PROBLEM STATEMENT ::
Give back exactly the lines that run from the line containing "Can you see the small" through the end of the listing below. Leave out every other line.

─── DATA PROVIDED

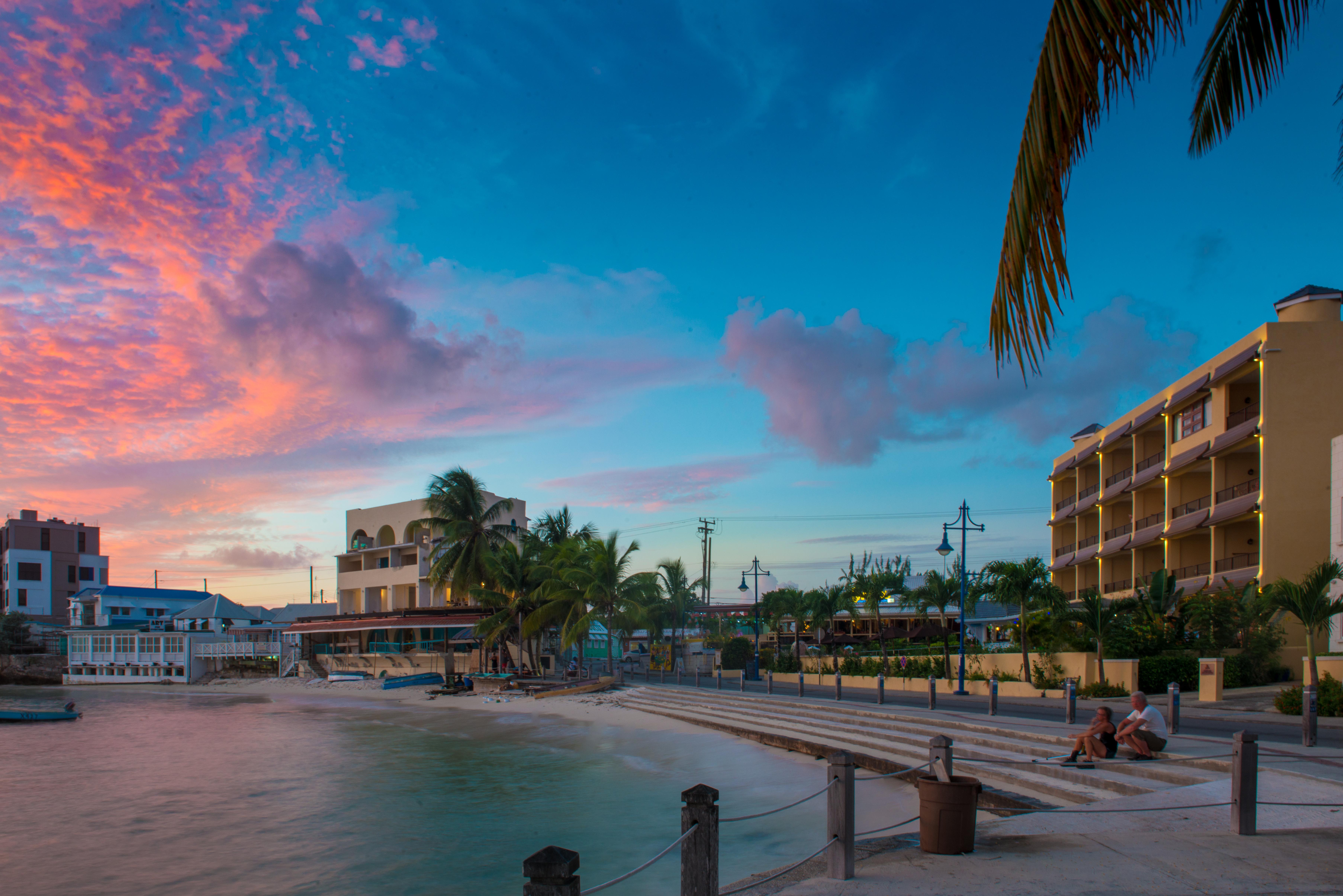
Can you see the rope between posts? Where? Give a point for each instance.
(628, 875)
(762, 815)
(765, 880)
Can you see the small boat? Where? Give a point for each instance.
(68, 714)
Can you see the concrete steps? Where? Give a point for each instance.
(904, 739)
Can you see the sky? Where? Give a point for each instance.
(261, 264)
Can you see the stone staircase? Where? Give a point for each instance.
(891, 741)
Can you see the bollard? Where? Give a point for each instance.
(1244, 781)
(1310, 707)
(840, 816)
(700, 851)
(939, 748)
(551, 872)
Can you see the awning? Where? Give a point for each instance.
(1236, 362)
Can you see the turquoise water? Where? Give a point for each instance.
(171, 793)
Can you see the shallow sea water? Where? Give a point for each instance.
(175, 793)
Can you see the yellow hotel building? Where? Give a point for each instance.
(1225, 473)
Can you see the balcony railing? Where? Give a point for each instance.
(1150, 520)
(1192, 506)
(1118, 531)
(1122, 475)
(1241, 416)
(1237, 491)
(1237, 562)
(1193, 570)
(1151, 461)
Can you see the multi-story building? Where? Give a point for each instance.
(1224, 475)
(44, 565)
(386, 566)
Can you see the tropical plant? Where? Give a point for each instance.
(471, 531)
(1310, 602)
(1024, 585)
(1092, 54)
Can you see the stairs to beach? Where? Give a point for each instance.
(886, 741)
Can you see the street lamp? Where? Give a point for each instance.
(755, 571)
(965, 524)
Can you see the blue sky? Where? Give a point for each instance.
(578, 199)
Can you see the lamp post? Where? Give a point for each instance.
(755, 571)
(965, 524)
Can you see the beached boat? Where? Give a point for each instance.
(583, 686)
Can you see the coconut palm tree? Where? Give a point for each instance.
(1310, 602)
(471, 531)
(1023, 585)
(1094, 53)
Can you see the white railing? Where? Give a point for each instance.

──────

ANSWER FOR THE TASK ::
Can you see the small boat? Where? Give a point for each instance.
(68, 714)
Can you see the concrete steps? Where? Give a point for each instance.
(904, 739)
Can you see the sky? Where? Give a point for each instance.
(261, 264)
Can you see the stone staircase? Where? Give a point for each instance.
(891, 741)
Can you see the bollard? Where? Give a point for each instance.
(1244, 781)
(1310, 707)
(840, 816)
(700, 851)
(939, 748)
(551, 872)
Can you see the awning? Where? Give a point for each instance.
(1236, 362)
Can you see the turquoise water? Where? Give a point for each instance.
(171, 793)
Can you see the shallow sea water? Where? Give a point for each instance.
(175, 793)
Can you see the yellow hotel building? Where? Give a point for each instance.
(1225, 473)
Can you see the balcony railing? Where? Give a point for each instance.
(1150, 520)
(1192, 506)
(1118, 531)
(1122, 475)
(1241, 416)
(1237, 491)
(1237, 562)
(1193, 570)
(1151, 461)
Can you see the multi-story building? Where? Give a point for each instance.
(1224, 475)
(44, 565)
(386, 566)
Can you see the tropical plant? Where? Give a point for each instance.
(471, 531)
(1310, 602)
(1024, 585)
(1092, 54)
Can you see the stairs to beach? Where? Give a point for each instance.
(886, 741)
Can you see the street lamp? Where? Give a point for each instance.
(755, 571)
(965, 524)
Can you see the blue sky? Where? Give a point for each instance.
(578, 199)
Can you see the lamp post? Where? Give a point for each instance.
(755, 571)
(965, 524)
Can you see the beached boat? Where? Give a point for each instance.
(583, 686)
Can you see the coconut palm tree? Where? Give a point for each instance.
(1310, 602)
(471, 531)
(1023, 585)
(1094, 53)
Can you see the white railing? Where? Give a point for each instance.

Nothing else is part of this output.